# AIM OF THE EXERCISE
For this exercise, print all of the data exactly as given.

EXERCISE INPUTS Start Marker

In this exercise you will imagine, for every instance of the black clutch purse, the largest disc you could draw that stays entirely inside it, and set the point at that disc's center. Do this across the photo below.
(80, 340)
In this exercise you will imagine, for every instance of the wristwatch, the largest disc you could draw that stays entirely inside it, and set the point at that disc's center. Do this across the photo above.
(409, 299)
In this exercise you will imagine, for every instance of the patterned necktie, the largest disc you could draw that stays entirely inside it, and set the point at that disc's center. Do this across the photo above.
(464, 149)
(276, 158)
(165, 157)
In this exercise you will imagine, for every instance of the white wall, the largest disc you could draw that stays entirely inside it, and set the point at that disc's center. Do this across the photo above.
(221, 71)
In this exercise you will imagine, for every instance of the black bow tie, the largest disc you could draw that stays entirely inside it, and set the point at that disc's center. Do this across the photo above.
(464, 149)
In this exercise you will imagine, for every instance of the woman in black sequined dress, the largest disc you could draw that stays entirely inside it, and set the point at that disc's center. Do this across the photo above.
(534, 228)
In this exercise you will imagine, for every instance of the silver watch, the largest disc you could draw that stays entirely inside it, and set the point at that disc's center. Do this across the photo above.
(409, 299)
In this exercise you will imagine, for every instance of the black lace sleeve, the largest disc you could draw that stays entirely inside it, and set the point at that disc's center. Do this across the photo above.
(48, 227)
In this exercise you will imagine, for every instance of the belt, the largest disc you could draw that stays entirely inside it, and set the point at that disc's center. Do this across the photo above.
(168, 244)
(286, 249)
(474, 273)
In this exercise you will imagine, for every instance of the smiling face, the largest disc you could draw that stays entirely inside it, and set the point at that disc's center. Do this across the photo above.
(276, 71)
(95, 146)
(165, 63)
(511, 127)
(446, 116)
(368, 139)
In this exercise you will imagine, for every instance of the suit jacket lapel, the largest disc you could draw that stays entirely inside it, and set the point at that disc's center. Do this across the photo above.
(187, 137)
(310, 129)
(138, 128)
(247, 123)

EXERCISE INPUTS End Marker

# RESULT
In this exercise you will imagine, for every instance of the black clutch purse, the largest disc you could draw that stays entirely inside it, and set the point at that disc's center. Do this across the photo below.
(80, 340)
In this exercise you will imagine, for every instance of the wristwatch, the largest disc you could draw that stays entirely inside it, and set the point at that disc's center. Do this across the photo above.
(409, 299)
In this exercise you will imagine, for every instance of the patterned necktie, the largest disc you could draw that stays entirely inside it, and set the point at that disc's center. Do this across the photo above.
(464, 149)
(276, 158)
(165, 157)
In this exercise you will imagine, for every instance of the white wall, the largest disc you could draw that stays entirely inside it, and set the point at that disc's center. Do this across the photo above.
(221, 71)
In this exercise you will imagine, for every instance of the black bow tie, the largest disc you could draw that stays entirely inside it, and set the point at that disc's center. Do this across the photo above.
(464, 149)
In this exercise you will imagine, for every instance of the woman in black sequined dress, the largest disc you could draw that stays entirely inside it, and set the point at that disc's center. Do this across the photo above.
(534, 228)
In this exercise you will imagine, for every instance of the silver watch, the largest disc you could draw that stays entirely inside it, and set the point at that disc's center. Do this across the photo above.
(409, 299)
In this exercise you will imagine, for every instance of the black lace sleeve, the largest disc you could draw that stays entirely inside it, and set the point at that disc's center. Do this across the photo above.
(48, 227)
In this exercise you will imagine, for every instance of the belt, the largest disc you could draw that stays entirely inside it, and set the point at that disc's center. Do this across the photo above.
(168, 244)
(286, 249)
(474, 273)
In this exercise you will imagine, for every instance of the smiling face, the largest disc you could draw that stays entirely inside it, and set the point at that disc's center. Do this across the photo above.
(276, 71)
(95, 146)
(165, 63)
(511, 127)
(446, 116)
(368, 139)
In this exercise you will imagine, for every instance of the suit jacket lapel, the largest disc you could draw that stays entirely inside it, and set the point at that disc's center. Do this across the photo above.
(187, 137)
(310, 129)
(138, 128)
(247, 123)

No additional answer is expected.